TASK 1 =>
According to the section on index constraints and discrete ranges, how does an index_constraint come to determine an array subtype's bounds?
TASK 2 =>
Write the next part of the section on index constraints and discrete ranges, picking up after its last sentence.

3.6.1 Index Constraints and Discrete Ranges

1
An index_constraint determines the range of possible values for every index of an array subtype, and thereby the corresponding array bounds.

Syntax

2
index_constraint ::=  (discrete_range {, discrete_range})
3
discrete_range ::= discrete_subtype_indication | range

Name Resolution Rules

4
The type of a discrete_range is the type of the subtype defined by the subtype_indication, or the type of the range. For an index_constraint, each discrete_range shall resolve to be of the type of the corresponding index.
4.a
Discussion: In Ada 95, index_constraints only appear in a subtype_indication; they no longer appear in constrained_array_definitions.

Legality Rules

5
An index_constraint shall appear only in a subtype_indication whose subtype_mark denotes either an unconstrained array subtype, or an unconstrained access subtype whose designated subtype is an unconstrained array subtype; in either case, the index_constraint shall provide a discrete_range for each index of the array type.

Static Semantics

6
A discrete_range defines a range whose bounds are given by the range, or by the range of the subtype defined by the subtype_indication.

GIVEN INFORMATION =>
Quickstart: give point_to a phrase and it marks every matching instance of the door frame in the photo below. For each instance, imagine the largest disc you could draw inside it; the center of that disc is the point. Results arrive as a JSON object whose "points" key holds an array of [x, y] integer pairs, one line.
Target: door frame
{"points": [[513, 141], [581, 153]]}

FINAL ANSWER 1 =>
An index_constraint determines the range of possible values for every index of an array subtype. By doing that, it thereby determines the corresponding array bounds.

FINAL ANSWER 2 =>
Dynamic Semantics

7
An index_constraint is compatible with an unconstrained array subtype if and only if the index range defined by each discrete_range is compatible (see 3.5) with the corresponding index subtype. If any of the discrete_ranges defines a null range, any array thus constrained is a null array, having no components. An array value satisfies an index_constraint if at each index position the array value and the index_constraint have the same index bounds.
7.a
Ramification: There is no need to define compatibility with a constrained array subtype, because one is not allowed to constrain it again.
8
The elaboration of an index_constraint consists of the evaluation of the discrete_range(s), in an arbitrary order. The evaluation of a discrete_range consists of the elaboration of the subtype_indication or the evaluation of the range.
NOTES
9
48  The elaboration of a subtype_indication consisting of a subtype_mark followed by an index_constraint checks the compatibility of the index_constraint with the subtype_mark (see 3.2.2).
10
49  Even if an array value does not satisfy the index constraint of an array subtype, Constraint_Error is not raised on conversion to the array subtype, so long as the length of each dimension of the array value and the array subtype match. See 4.6.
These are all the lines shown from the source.